**Что сделать:**
1. Повторите дословно отрывок о Купале от слов «Янка Купала - Олег» до слов «Купалы после полуночи.» включительно.
2. Продолжите, пожалуйста, отрывок о Купале, начав сразу после его последней фразы.

**Текст для чтения:**

Янка Купала - Олег Антонович Лойко
Целая толпа ждала белорусских писателей возле лучшей тогда виленской гостиницы «Бристоль». Впереди всех — Людас Гира. Объятия. Взволнованные первые слова встречи, несколько сосредоточенные, продуманные; с непрошеной слезинкой, скопившейся в уголке глаза, — после — в ресторане «Бристоль», в гостиничном номере Купалы после полуночи.
Рассказывает Людас Гира. Владимира Ивановича Самойло в Вильнюсе нет. Купале показывают окно его квартиры в «скворечне под крышей», как называл свое жилье на углу улиц Татарской и Людвисарской сам Владимир Иванович. «Отошел от движения, — подтверждает Людас Гира слух, дошедший до Купалы еще в Минске. — Правда, — добавляет Людас, — потом опять наладил связь с ТБШ — Товариществом Белорусской Школы, но против революции стал выступать категорически — по-толстовски: не смена внешних социальных обстоятельств изменит человека, а его внутреннее духовное перерождение. Революция ему стала видеться только в образах ампирной мебели, которую блоковские двенадцать жгут на площадях или в «буржуйках», и в образах разбитых сервизных тарелочек с розами на донышке — цветок алый, веточка зеленая…» «У кого это я их видел?» — вспоминал Купала.
— А кто стал его мадонной?.. — спросил.
— Шляхтянка. Приходила сперва только стирать, кое-что готовила в «скворечне под крышей». Потом родила сына. Сын говорил только по-польски. Только по-польски в последние годы говорил и малоизвестный польский журналист, проживающий в «скворечне под крышей»…
— Пеледа, Мария, где она?
— В Каунасе. С ней там и Стасюте — наша крестница, — отвечает Людас.
«Post scriptum Вильно — в Каунасе», — молча делает одно из своих жизненных заключений недавно еще такой возбужденный, а сейчас, за полночь, в номере гостиницы «Бристоль», такой притихший, грустный Купала.
— А что Лапкевич?

**Исходные данные:**
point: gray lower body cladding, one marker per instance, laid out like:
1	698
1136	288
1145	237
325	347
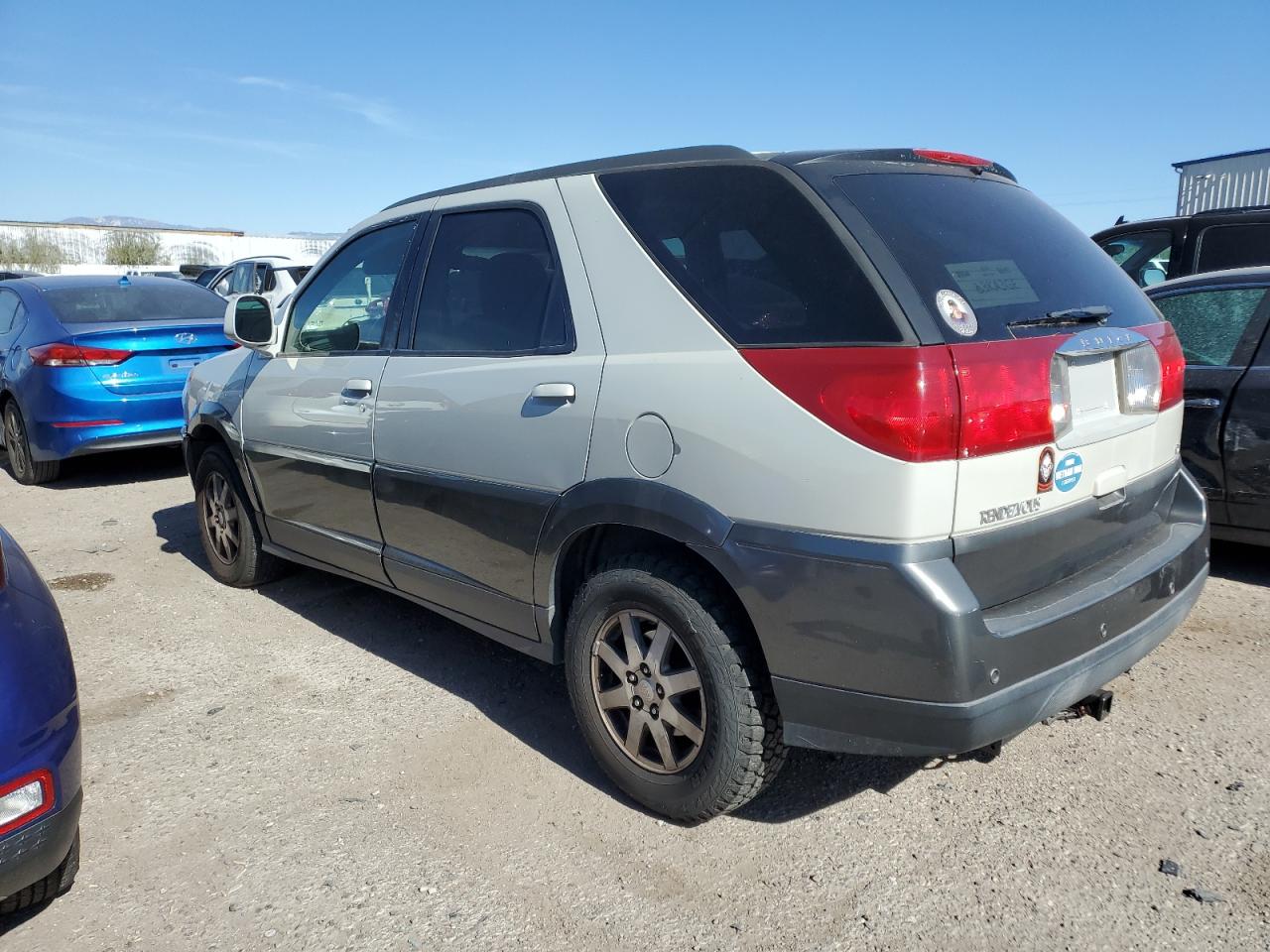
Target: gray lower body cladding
32	853
884	649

**Ответы по порядку:**
1.
Янка Купала - Олег Антонович Лойко
Целая толпа ждала белорусских писателей возле лучшей тогда виленской гостиницы «Бристоль». Впереди всех — Людас Гира. Объятия. Взволнованные первые слова встречи, несколько сосредоточенные, продуманные; с непрошеной слезинкой, скопившейся в уголке глаза, — после — в ресторане «Бристоль», в гостиничном номере Купалы после полуночи.

2.
— Хлебом-солью встречал Красную Армию, на первом митинге в Вильно выступал с речью, а сейчас его на улицах так же не видно, как и Александра Власова… Где они, что с ними — неизвестно, как и про Владимира Самойло… Да, а знаешь ли ты, Янка, — спрашивал Людас, — может, слышал, как после твоего стихотворения отбивался Антон Лапкевич от Радослава Островского, от Акинчица, с которыми оказался было в их фашистском союзе. Антону в этом очень горячо помогал Самойло. Владимир Иванович вел гражданский суд над Островским и доказал виленской публике, что Островский и его жена, жар-псица, как ее называл Самойло, — платные агенты польских и немецких фашистов. Пришлось Островскому покинуть Вильно. Заводной все-таки был Владимир Иванович!..
Купала слушал эти рассказы и вспоминал второго своего учителя — Бронислава Игнатьевича Эпимах-Шипилло, с которым впервые познакомился здесь же, в Вильно, в 1909 году. В июле 1933 года он навестил его с Владиславой Францевной в Ленинграде — совсем уже старенького, больного профессора. То была их последняя встреча. Выцвели пивные глаза, ой как выцвели, но радостью зажглись и они при виде ученика, Владиславы Францевны. Тогда Купала впервые познакомился с доцентом Пушкаревичем, опекуном старого профессора, о котором много слышал, но чью руку еще не пожимал. А было за что, ведь Пушкаревич еще в 1933 году начал работать над докторской по Купале и Коласу, перечеркивая фриче-бэндевские догмы литературы. Но никто не ведал в ту пору, что пути Пушкаревича и Бэнде тоже пересекутся — в блокадном Ленинграде. Пушкаревич из блокады живым не вышел, Бэнде вышел: и живым, и с ключами от квартиры на 4-й линии Васильевского острова. А после войны он даже решился защищать кандидатскую диссертацию по Янке Купале и Якубу Коласу, слово в слово повторяя все, что писал о них Пушкаревич. Сам Бэнде «перестраивался». Но плагиат был обнаружен, и вся беспринципность несостоятельной спекулятивности критика вопиюще раскрыла себя до конца. Раскрыла и не могла не раскрыть себя, как и любые спекулятивные претензии к поэзии истинной, к поэту, всегда остававшемуся и остающемуся в стократ выше их — неколебимо, монументально.
Глава двенадцатая
СЛИТЬСЯ С СОЛНЕЧНЫМ ЛУЧОМ!!!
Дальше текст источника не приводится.